start Entries supplied

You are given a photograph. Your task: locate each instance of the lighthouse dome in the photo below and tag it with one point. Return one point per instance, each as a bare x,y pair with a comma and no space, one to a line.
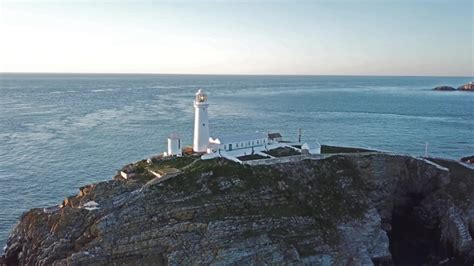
201,96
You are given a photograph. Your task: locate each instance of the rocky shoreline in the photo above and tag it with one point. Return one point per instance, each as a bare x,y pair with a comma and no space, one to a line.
358,209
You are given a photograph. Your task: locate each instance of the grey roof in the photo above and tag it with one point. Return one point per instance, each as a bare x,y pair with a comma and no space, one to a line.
274,135
241,137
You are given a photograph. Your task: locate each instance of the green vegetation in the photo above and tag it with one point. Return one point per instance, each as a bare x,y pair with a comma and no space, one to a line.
462,178
329,190
252,157
282,152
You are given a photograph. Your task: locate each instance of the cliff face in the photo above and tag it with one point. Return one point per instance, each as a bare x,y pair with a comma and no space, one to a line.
343,209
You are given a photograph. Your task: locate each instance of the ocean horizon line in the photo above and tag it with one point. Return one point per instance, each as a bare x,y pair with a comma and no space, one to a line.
213,74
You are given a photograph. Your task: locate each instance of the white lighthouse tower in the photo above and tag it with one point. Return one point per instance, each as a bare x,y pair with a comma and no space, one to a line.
201,122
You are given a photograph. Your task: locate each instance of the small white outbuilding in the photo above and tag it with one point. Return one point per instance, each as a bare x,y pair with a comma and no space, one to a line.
174,145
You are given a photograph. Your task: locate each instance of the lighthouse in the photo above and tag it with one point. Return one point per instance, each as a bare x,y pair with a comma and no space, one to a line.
201,122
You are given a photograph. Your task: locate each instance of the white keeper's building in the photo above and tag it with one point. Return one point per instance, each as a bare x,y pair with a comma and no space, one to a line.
223,146
237,142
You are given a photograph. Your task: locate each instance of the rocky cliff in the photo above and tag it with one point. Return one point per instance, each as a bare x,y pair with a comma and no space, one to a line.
351,209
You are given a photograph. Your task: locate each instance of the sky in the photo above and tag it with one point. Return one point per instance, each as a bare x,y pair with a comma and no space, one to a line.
352,37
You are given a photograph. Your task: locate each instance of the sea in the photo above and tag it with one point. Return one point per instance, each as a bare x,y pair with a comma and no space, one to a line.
59,132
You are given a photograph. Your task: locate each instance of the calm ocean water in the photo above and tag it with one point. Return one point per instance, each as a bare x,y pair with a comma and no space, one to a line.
60,132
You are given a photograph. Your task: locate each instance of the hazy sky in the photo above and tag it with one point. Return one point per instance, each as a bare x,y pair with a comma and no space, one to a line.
392,37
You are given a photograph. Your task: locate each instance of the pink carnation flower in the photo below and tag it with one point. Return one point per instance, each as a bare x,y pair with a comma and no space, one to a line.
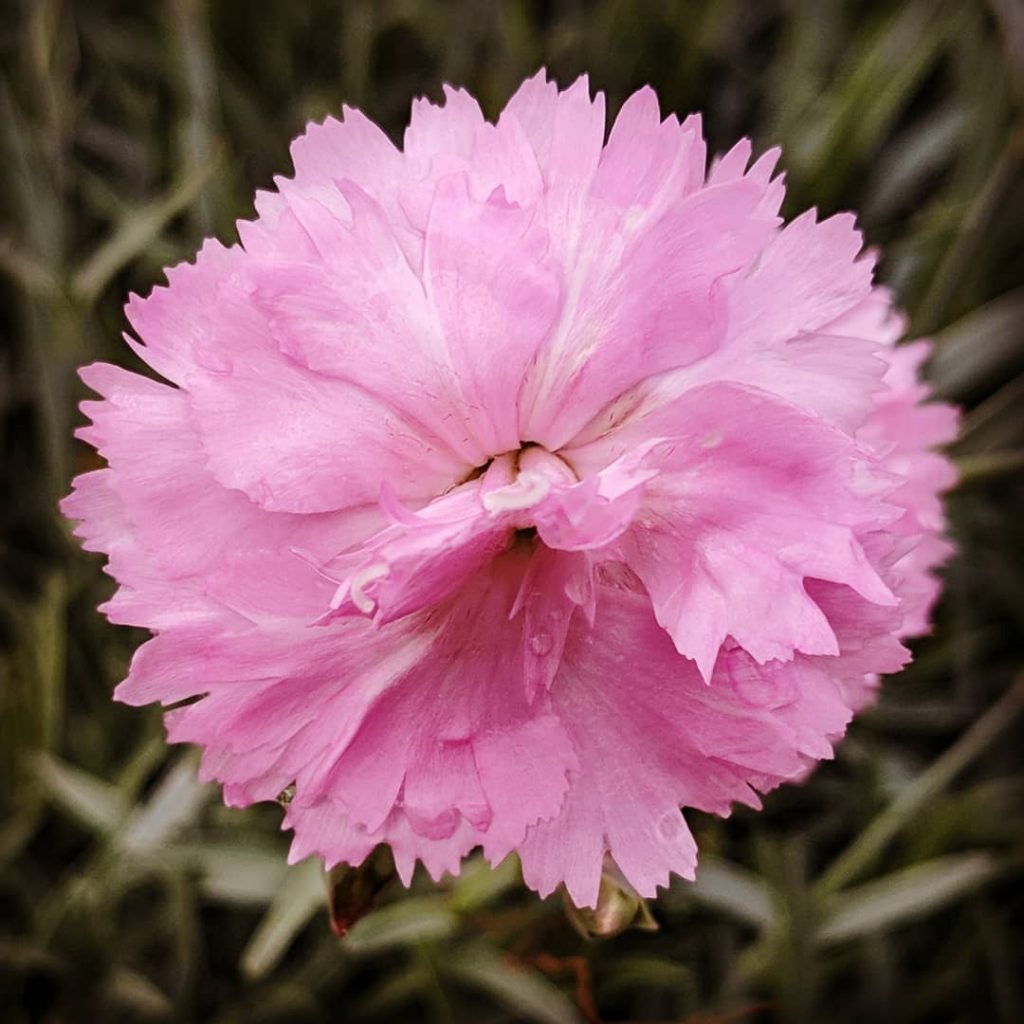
517,488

end Entries supplied

• [What you are asked to do]:
Return all of the entries exactly as written, but drop any pictures they hold.

• [Response to this exercise]:
You are given a photograph. Your task: locate each instance of the lighthouse dome in the photo below and tag it with one point. Return one point per instance, each as a bare x,y pair with a comma and no space, one to a line.
201,96
You are given a photograph. Your task: locate each instance of the rocky shoreline in the photo above and tag it with one point. Return one point per instance, each as a bare x,y pair with a comma and no space, one to a line.
358,209
You are given a photograph. Your task: locate each instance of the grey roof in the photo above and tag it with one point. Return one point per instance, each as a bare x,y pair with a comma and no space, one to a line.
274,135
241,137
You are given a photograph. Your task: locate each instance of the green vegetation in the photo above and tag it with one point. Return one point per instance, each as a bare x,y pair with a comma and no space, one to a line.
462,178
329,190
252,157
282,152
You are given a photograph. Your task: locate each instance of the cliff face in the photo above and tag it with one point. Return one point per instance, each as a bare x,y pair with a comma and no space, one to a line.
343,209
You are given a photograph. Your task: locate each instance of the ocean horizon line in the photo above and tag it with one point. Return one point per instance, each as a bare x,y pair with a comma and no space, one to a line.
213,74
You are given a photograph. Your task: locate each instance of the white lighthouse tower in the photo above and tag it with one point. Return one point per instance, each as a bare x,y pair with a comma and no space, one to a line.
201,122
You are given a photograph. Your task: locate each instance of the small white outbuilding in the photo above and tag it with one point. Return one point per instance, each as a bare x,y pair with a comma and no space, one to a line.
174,145
You are given a photograph. Your task: locate each instance of the lighthouse in the photo above and tag it with one point. Return one point per instance, each as a bare x,y pair with a comma and no space, one to a line.
201,122
You are given a photograph. Your task: locate each instance of the white keeper's building in the photo above and tag it with one point. Return one point per instance, each as a bare x,y pair with a comma and no space, one to a line.
223,146
237,142
You are given a photograph. Your task: locate each instance of the rocky cliff in the photo above and tag it with one point. Return one point per instance, each as a bare x,y pair with a comma and no space, one to a line.
351,209
You are given a photograph. Your task: locate each instance of the sky in the photo above and tag it with one point. Return one point per instance, each as a bare x,y pair with a comma and no space, one to a line.
352,37
You are given a photograph. Your task: locate each instance of the sea in the photo above and tag it with one point. Return one point per instance, each as a bare x,y pair with a comma and no space, one to a line.
59,132
You are given a photograph. Your task: locate each instance of the calm ocean water in the photo above and tag it with one point. Return one point per instance, each as a bare x,y pair with a comma and no space, one to a line.
60,132
You are given a photograph. Your task: locate each instance of the hazy sky in the photo above and tag it with one point. Return one point per instance, each as a bare x,y pair with a comma and no space, one to a line.
392,37
You are given a photograph. Your task: locate each instance of the pink carnation flower in the photo below and tag it with one point. Return one point per instance, each as a bare x,y pair with a comma and no space, one to a line.
517,488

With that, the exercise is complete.